*** Opening of Task material ***

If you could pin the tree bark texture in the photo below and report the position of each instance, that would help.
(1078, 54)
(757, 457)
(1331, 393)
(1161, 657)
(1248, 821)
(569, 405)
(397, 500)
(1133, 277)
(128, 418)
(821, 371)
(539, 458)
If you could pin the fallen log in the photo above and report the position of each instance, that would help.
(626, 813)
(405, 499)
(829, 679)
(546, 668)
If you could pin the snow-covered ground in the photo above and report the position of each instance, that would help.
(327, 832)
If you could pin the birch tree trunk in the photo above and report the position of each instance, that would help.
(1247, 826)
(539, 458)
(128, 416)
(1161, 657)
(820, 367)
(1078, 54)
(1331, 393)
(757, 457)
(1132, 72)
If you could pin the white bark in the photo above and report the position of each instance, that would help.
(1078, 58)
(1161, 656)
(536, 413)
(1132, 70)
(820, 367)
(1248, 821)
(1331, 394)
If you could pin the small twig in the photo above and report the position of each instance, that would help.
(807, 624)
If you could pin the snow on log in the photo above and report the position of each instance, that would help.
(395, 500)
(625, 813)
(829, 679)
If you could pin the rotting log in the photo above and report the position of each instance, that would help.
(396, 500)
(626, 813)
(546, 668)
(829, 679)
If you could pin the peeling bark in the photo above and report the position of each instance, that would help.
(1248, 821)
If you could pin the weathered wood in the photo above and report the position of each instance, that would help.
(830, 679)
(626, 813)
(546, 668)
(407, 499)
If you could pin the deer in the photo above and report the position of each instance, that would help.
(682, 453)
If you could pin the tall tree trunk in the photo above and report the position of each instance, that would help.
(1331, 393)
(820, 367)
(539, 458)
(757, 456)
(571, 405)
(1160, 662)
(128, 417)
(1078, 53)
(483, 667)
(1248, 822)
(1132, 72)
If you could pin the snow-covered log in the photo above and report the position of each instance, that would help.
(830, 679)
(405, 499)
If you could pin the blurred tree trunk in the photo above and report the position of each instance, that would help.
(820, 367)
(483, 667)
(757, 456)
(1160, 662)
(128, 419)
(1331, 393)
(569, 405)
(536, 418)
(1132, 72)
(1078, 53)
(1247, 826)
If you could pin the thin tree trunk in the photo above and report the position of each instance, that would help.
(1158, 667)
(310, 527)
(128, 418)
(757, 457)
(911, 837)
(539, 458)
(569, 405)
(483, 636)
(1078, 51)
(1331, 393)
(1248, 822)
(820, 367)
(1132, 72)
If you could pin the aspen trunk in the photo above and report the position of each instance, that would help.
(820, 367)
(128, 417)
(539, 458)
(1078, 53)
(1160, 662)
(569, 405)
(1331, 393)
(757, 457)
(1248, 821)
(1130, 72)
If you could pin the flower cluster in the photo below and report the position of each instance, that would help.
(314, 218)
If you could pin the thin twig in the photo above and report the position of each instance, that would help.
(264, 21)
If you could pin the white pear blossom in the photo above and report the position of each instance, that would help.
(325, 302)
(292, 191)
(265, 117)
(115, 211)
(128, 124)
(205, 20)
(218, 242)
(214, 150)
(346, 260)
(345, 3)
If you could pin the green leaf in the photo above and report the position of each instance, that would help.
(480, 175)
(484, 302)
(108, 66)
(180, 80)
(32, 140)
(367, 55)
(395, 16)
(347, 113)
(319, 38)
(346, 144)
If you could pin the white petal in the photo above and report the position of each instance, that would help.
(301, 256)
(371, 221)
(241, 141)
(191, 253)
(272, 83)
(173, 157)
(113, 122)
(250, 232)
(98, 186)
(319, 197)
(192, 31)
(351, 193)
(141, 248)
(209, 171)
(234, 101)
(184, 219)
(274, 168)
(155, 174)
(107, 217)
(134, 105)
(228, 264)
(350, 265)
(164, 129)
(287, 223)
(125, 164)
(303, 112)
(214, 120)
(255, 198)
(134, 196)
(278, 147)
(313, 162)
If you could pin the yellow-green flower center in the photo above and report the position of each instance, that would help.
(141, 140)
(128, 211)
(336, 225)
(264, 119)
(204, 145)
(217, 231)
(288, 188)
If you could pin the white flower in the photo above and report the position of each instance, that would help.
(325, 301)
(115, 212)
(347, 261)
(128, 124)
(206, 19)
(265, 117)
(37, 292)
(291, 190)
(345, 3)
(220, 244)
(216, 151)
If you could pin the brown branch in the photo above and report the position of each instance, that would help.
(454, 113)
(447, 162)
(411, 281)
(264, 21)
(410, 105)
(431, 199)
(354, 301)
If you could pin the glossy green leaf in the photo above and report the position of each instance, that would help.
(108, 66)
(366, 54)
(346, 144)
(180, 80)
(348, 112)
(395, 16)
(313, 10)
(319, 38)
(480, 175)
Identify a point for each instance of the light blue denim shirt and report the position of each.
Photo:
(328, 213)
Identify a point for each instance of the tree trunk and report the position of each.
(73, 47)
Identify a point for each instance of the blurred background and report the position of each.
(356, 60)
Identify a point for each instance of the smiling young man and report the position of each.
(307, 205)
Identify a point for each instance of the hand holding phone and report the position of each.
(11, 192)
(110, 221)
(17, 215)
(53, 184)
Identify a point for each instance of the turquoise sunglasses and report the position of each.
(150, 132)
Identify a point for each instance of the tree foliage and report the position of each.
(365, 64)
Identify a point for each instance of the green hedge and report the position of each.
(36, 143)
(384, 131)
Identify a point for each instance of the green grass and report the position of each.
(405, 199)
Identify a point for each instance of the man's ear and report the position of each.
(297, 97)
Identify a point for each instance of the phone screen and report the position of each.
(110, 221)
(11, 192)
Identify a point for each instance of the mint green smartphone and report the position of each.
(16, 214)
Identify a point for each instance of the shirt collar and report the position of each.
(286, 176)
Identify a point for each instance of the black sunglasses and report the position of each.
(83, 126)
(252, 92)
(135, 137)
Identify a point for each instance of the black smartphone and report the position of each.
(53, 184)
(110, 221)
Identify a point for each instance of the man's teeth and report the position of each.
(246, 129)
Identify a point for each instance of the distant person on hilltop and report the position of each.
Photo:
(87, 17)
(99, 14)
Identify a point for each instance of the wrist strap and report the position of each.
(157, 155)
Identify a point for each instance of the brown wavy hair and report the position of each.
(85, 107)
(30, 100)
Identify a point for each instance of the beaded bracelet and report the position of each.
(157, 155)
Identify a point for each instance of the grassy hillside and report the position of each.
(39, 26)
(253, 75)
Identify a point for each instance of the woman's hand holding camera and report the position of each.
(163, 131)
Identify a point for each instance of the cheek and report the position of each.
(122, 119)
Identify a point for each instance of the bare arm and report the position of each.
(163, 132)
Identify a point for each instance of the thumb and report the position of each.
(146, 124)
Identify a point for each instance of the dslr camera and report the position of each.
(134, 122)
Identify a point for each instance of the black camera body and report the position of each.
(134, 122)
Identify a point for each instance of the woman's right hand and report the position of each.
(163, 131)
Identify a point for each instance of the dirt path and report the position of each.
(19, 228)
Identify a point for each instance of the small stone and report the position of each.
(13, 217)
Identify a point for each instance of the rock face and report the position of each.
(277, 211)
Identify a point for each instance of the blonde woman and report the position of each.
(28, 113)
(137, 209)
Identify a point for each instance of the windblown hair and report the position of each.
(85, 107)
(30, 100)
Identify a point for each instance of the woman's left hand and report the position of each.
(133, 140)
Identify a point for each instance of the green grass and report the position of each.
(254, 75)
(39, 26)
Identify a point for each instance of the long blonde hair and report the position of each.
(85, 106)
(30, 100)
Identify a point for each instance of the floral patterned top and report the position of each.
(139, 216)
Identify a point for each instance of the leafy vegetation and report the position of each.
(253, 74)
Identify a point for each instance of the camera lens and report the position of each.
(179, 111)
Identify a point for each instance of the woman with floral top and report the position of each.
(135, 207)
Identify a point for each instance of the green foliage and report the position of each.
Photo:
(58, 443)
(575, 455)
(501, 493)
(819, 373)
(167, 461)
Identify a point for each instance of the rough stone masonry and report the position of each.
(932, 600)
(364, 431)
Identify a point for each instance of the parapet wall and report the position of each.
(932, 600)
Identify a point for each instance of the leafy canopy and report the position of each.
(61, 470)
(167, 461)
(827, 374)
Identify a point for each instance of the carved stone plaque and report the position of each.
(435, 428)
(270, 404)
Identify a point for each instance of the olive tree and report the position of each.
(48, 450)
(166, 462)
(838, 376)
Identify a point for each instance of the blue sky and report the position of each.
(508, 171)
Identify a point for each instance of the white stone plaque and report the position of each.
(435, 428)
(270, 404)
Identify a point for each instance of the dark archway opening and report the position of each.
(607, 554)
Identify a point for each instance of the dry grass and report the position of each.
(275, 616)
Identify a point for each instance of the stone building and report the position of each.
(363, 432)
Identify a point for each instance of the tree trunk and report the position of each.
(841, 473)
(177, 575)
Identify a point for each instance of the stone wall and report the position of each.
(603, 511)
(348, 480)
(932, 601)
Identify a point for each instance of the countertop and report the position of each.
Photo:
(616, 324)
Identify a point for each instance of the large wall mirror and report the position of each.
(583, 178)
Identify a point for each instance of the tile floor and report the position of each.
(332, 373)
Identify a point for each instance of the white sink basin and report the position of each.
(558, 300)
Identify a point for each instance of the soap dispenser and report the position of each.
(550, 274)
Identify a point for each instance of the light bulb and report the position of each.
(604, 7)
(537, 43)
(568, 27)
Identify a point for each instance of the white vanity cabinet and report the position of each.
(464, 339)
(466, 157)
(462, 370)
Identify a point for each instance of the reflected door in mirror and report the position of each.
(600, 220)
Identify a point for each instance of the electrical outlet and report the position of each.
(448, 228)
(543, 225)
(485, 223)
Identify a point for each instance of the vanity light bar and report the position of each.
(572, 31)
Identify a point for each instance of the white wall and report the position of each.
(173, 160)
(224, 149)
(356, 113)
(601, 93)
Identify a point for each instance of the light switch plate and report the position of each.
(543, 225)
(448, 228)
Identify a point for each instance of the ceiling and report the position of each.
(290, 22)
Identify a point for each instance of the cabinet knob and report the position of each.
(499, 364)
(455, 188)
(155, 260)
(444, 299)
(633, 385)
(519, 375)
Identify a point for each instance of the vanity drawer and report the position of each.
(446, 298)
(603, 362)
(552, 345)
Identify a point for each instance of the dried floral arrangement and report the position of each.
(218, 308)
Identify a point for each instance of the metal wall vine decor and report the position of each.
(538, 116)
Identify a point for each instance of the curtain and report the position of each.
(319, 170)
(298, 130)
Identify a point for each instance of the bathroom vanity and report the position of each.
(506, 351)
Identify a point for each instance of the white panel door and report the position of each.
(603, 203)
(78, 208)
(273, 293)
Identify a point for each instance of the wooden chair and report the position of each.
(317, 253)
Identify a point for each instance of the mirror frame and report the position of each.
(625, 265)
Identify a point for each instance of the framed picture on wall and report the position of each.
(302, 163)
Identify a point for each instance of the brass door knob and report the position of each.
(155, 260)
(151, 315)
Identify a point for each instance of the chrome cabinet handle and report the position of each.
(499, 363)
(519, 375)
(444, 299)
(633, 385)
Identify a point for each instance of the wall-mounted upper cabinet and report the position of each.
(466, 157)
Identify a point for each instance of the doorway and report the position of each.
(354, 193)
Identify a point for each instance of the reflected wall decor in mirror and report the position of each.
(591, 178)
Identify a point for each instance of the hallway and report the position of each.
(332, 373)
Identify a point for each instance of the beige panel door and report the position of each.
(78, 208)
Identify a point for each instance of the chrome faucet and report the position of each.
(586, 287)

*** Close of Task material ***

What to do: Copy exactly, and only, the lines from the line that contains "Identify a point for each instance of the chrome faucet" through the end of the data above.

Exercise result:
Identify a point for each instance of the chrome faucet and report the position of each.
(586, 287)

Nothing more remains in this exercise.